→ **INPUT MATERIAL**:
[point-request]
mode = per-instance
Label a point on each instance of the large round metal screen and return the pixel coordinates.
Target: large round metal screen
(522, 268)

→ **WHAT IS BEING ASKED**: Please retype the entries above in full, exactly as they stand.

→ **TASK SOLUTION**:
[point-request]
mode = per-instance
Label a point on each instance of the large round metal screen and return the pixel coordinates.
Target: large round metal screen
(522, 268)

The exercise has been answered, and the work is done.